Work instructions -
Write out exactly, with no other output, the lines below from the one that contains "man in navy" through the end.

---------- Dataset content

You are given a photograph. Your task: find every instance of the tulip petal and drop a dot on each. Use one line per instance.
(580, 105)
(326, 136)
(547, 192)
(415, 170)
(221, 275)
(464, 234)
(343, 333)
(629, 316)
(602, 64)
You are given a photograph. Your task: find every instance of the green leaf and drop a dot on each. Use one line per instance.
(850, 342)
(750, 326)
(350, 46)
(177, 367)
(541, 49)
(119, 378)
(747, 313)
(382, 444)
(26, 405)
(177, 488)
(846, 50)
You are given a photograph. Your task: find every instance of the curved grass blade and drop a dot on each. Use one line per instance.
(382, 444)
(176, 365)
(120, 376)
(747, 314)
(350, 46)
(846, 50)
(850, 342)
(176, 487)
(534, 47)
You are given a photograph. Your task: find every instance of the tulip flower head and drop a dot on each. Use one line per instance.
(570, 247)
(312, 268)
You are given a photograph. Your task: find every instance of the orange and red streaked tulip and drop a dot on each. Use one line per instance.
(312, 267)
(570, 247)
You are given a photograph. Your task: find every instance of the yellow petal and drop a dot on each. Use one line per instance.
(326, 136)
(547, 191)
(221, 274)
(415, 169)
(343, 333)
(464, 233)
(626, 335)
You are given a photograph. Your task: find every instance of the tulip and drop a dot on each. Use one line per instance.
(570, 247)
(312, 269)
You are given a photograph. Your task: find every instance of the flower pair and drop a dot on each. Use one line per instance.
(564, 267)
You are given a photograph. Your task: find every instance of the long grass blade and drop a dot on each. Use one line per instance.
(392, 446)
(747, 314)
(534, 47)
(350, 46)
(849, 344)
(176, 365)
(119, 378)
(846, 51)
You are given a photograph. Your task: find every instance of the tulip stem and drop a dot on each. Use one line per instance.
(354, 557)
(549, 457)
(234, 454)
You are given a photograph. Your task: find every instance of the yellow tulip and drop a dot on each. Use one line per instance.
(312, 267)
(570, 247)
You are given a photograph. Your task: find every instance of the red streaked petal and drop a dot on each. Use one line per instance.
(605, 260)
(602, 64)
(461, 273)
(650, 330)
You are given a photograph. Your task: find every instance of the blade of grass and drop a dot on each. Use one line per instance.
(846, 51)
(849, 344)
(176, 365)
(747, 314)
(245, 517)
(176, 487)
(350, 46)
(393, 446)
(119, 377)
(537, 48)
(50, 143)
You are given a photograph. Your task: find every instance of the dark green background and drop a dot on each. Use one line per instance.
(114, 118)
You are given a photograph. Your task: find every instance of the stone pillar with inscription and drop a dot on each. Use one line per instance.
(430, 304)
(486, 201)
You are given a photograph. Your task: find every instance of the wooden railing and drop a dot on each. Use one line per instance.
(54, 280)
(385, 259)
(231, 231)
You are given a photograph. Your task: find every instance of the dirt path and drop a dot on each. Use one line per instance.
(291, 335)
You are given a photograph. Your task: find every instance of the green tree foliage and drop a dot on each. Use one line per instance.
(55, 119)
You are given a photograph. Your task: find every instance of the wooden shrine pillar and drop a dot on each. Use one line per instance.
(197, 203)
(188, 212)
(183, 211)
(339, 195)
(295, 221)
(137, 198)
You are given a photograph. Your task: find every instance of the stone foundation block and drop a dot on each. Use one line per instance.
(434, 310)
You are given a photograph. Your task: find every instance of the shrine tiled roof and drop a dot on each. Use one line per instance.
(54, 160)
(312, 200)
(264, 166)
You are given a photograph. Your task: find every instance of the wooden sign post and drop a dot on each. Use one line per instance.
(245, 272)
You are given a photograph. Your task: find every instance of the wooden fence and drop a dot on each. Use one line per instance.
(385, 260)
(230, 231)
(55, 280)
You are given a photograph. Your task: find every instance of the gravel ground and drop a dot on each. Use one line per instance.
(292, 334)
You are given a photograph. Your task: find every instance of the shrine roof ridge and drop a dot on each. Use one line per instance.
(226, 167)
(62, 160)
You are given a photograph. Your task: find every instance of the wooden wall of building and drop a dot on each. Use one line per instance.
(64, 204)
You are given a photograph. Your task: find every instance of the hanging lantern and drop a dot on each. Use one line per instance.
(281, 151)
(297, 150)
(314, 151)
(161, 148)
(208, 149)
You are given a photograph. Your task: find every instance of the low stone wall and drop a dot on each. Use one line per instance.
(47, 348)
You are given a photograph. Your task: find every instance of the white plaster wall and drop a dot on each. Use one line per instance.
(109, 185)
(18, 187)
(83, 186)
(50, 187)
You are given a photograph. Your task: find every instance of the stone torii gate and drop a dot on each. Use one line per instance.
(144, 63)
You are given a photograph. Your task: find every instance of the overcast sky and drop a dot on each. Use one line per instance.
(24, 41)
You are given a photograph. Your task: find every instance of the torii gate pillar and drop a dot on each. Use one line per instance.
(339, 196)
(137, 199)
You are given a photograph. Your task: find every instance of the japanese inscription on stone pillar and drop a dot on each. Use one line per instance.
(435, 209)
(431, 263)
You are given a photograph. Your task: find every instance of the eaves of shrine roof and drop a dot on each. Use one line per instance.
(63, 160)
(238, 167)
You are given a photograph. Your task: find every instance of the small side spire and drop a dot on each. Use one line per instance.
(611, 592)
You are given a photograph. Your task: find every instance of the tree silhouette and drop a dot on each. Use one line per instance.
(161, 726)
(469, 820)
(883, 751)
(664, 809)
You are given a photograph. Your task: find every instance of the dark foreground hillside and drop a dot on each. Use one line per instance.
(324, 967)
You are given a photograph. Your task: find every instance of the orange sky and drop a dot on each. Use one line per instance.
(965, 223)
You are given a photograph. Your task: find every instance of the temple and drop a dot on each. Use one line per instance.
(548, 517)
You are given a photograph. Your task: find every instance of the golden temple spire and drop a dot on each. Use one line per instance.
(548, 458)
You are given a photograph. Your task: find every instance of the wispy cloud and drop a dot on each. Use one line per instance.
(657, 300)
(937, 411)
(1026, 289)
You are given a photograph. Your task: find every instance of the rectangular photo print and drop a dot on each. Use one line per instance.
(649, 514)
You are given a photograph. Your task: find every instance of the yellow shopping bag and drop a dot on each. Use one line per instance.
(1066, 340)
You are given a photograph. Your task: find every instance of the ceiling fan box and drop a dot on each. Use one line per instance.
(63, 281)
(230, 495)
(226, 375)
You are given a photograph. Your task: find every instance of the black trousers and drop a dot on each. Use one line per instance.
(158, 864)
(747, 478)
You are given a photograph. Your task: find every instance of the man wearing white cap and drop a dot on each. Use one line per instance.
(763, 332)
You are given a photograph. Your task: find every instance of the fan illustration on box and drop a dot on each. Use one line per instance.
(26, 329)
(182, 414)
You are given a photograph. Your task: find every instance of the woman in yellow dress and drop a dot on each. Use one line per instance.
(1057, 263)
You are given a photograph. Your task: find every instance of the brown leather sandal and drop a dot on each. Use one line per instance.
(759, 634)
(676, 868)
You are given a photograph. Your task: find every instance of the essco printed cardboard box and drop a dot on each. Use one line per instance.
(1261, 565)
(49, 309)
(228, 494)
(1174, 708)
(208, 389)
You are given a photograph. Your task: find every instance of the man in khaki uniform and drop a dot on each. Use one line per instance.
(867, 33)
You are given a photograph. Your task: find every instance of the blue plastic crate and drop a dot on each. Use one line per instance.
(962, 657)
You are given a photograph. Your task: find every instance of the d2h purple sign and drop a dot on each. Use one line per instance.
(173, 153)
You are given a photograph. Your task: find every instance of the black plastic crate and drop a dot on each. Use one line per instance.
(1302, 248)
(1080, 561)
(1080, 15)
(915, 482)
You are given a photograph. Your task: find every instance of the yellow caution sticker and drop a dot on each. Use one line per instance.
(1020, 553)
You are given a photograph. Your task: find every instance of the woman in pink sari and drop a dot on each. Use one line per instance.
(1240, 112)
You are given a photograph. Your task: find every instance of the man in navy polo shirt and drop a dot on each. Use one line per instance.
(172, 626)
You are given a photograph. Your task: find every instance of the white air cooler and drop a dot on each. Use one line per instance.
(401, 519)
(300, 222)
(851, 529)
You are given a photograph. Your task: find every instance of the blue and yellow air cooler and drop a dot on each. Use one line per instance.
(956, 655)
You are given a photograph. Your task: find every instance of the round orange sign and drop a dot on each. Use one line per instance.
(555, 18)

--------------------

The completed task -
You are given a photograph. Your task: find every instance of the man in navy polo shirt and drop a dot on each. Use one line per instance.
(172, 626)
You are given a photograph. Your task: find every instance of the white air cooler and drop a dot on each. Use one line per instance.
(401, 519)
(300, 222)
(851, 529)
You are given a photograph. Your task: find every instance of the blue and yellow air cooler and drop a dot on each. Use one line per instance.
(956, 655)
You are given a photograph. Your task: find every instance of the round orange sign and drop a dot on each. Use one line per instance.
(555, 18)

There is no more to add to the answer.